**Entries supplied**.
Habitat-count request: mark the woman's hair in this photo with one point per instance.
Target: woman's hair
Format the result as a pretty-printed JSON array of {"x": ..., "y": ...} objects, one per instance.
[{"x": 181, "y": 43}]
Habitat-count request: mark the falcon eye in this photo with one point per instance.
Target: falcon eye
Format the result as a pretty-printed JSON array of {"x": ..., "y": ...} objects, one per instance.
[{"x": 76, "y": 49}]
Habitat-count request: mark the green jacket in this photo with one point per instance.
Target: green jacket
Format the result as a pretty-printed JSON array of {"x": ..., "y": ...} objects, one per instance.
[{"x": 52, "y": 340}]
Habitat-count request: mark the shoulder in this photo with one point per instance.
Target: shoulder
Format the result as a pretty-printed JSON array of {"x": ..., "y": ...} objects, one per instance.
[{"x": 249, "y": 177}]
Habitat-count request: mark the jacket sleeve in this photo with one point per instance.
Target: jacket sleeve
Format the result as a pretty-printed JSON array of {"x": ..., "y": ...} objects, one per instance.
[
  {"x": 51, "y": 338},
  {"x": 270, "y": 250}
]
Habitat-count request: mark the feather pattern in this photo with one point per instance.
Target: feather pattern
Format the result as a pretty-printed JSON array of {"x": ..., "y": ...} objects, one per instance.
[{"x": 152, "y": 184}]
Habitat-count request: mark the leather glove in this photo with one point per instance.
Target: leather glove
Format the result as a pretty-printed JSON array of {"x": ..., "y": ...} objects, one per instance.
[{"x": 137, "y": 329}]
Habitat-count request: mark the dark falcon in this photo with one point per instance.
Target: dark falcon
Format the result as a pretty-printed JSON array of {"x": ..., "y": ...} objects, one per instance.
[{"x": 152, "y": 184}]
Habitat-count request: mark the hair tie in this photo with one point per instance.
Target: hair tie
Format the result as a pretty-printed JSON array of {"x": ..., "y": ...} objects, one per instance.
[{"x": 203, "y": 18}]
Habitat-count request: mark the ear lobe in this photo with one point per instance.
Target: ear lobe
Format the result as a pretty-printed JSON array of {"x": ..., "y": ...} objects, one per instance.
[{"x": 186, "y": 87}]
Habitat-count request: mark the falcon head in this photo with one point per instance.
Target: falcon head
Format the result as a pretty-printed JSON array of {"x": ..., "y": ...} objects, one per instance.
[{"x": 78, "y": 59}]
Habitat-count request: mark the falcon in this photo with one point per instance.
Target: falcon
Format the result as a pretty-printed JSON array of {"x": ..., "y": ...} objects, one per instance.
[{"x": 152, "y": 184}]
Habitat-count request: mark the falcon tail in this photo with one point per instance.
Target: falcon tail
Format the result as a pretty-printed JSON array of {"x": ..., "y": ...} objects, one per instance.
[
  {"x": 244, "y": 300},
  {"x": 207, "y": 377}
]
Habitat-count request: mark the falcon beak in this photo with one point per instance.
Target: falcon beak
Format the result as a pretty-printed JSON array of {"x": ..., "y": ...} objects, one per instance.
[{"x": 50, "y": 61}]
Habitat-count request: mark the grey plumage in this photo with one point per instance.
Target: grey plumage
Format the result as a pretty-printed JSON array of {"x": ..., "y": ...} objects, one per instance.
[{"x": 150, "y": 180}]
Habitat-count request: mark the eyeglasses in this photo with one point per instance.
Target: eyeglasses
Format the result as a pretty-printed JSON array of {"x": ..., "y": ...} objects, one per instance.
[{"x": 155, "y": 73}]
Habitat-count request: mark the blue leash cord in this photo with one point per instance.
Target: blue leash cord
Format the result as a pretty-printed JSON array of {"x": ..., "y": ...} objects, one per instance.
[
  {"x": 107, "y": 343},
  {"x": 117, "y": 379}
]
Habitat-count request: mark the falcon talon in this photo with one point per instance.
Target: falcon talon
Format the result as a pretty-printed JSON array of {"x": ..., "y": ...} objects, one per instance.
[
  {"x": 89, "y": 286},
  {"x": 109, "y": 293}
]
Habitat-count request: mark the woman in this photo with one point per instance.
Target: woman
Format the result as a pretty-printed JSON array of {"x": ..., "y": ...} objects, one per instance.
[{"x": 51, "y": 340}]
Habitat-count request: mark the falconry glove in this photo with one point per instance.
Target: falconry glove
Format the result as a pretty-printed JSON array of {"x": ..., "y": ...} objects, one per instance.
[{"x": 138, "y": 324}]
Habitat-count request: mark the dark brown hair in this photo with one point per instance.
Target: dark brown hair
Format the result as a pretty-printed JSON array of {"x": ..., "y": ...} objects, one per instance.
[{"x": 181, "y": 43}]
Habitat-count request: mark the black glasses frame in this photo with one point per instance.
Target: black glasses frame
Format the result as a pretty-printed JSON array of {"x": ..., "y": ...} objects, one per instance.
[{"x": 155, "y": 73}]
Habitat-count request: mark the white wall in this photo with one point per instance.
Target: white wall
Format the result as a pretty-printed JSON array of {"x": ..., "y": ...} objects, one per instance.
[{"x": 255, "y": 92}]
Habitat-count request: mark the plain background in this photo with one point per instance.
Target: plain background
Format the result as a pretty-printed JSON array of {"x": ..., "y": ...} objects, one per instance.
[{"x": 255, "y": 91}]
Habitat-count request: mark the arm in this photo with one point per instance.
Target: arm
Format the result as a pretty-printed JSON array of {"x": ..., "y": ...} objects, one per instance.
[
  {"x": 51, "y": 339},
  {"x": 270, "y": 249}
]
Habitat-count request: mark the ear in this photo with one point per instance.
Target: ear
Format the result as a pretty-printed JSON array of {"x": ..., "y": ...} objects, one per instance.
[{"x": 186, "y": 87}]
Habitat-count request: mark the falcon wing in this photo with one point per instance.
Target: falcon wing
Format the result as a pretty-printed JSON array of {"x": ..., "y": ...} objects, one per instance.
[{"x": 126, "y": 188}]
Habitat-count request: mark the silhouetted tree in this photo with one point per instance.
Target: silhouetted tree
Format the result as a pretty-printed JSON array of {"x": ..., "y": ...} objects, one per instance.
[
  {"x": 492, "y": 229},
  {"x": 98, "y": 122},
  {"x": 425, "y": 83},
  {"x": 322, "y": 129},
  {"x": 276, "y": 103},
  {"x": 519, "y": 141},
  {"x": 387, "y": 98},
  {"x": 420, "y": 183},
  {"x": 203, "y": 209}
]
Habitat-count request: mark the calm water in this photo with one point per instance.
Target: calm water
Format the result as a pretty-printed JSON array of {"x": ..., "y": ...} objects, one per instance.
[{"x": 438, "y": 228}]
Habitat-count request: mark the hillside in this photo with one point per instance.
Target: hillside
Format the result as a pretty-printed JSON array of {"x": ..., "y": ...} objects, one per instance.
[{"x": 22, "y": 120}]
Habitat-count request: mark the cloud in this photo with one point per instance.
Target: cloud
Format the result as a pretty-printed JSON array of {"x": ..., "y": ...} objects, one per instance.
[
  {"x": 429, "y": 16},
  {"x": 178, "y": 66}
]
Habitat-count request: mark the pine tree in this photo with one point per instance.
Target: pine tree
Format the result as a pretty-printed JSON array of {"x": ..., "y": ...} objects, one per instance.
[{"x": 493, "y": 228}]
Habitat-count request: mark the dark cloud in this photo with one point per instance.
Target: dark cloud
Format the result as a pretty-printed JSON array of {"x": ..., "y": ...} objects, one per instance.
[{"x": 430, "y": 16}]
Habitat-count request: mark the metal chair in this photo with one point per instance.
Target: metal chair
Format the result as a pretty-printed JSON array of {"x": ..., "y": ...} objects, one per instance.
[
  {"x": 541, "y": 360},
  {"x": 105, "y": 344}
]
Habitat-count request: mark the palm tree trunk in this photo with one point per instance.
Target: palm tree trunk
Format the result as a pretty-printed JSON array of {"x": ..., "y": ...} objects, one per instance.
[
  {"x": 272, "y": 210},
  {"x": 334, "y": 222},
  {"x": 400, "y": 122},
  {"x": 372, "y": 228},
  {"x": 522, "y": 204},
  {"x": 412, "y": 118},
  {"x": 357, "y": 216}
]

**Instructions to follow**. Beginning at the line that contains "Habitat-count request: mark the calm", retype each line of the listing up to and including the last one, exactly as it stands, and nothing else.

**Exercise answer**.
Habitat-count request: mark the calm water in this photo with one point per instance.
Target: calm water
Format the result as a pretty-printed JSON array of {"x": ..., "y": ...} objects, one per instance.
[{"x": 438, "y": 228}]
Habitat-count request: mark the hillside in this photo with one point per instance.
Target: hillside
Format the result as a pretty-printed JSON array of {"x": ..., "y": ...} objects, one per instance.
[{"x": 22, "y": 120}]
Habitat-count request: mark the cloud in this photo with one point per instance.
Target: cloud
Format the result as a pretty-printed JSON array of {"x": ..., "y": ...} objects, one per instance.
[
  {"x": 429, "y": 16},
  {"x": 178, "y": 66}
]
Habitat-count request: mark the pine tree in this photo with one point per instance.
Target: pine tree
Format the result as a pretty-printed JSON array of {"x": ..., "y": ...} objects, one per instance.
[{"x": 493, "y": 228}]
Habitat-count request: mark the dark cloud in this photo with one point per instance.
Target: dark cloud
Format the result as a pretty-printed JSON array of {"x": ..., "y": ...} objects, one per instance.
[{"x": 430, "y": 16}]
Habitat-count request: mark the metal chair in this photo with one point per instance.
Target: metal chair
Format the result as a pretty-printed JSON array of {"x": ..., "y": ...} objects, one per instance.
[
  {"x": 541, "y": 360},
  {"x": 105, "y": 344}
]
Habitat-count request: mark the palm tree trunk in this photo with one point per instance.
Target: palm tree trunk
Format the result as a pretty-printed JSON array of {"x": ..., "y": ...} objects, one per instance.
[
  {"x": 272, "y": 210},
  {"x": 334, "y": 222},
  {"x": 400, "y": 122},
  {"x": 372, "y": 228},
  {"x": 522, "y": 204},
  {"x": 412, "y": 118},
  {"x": 357, "y": 216}
]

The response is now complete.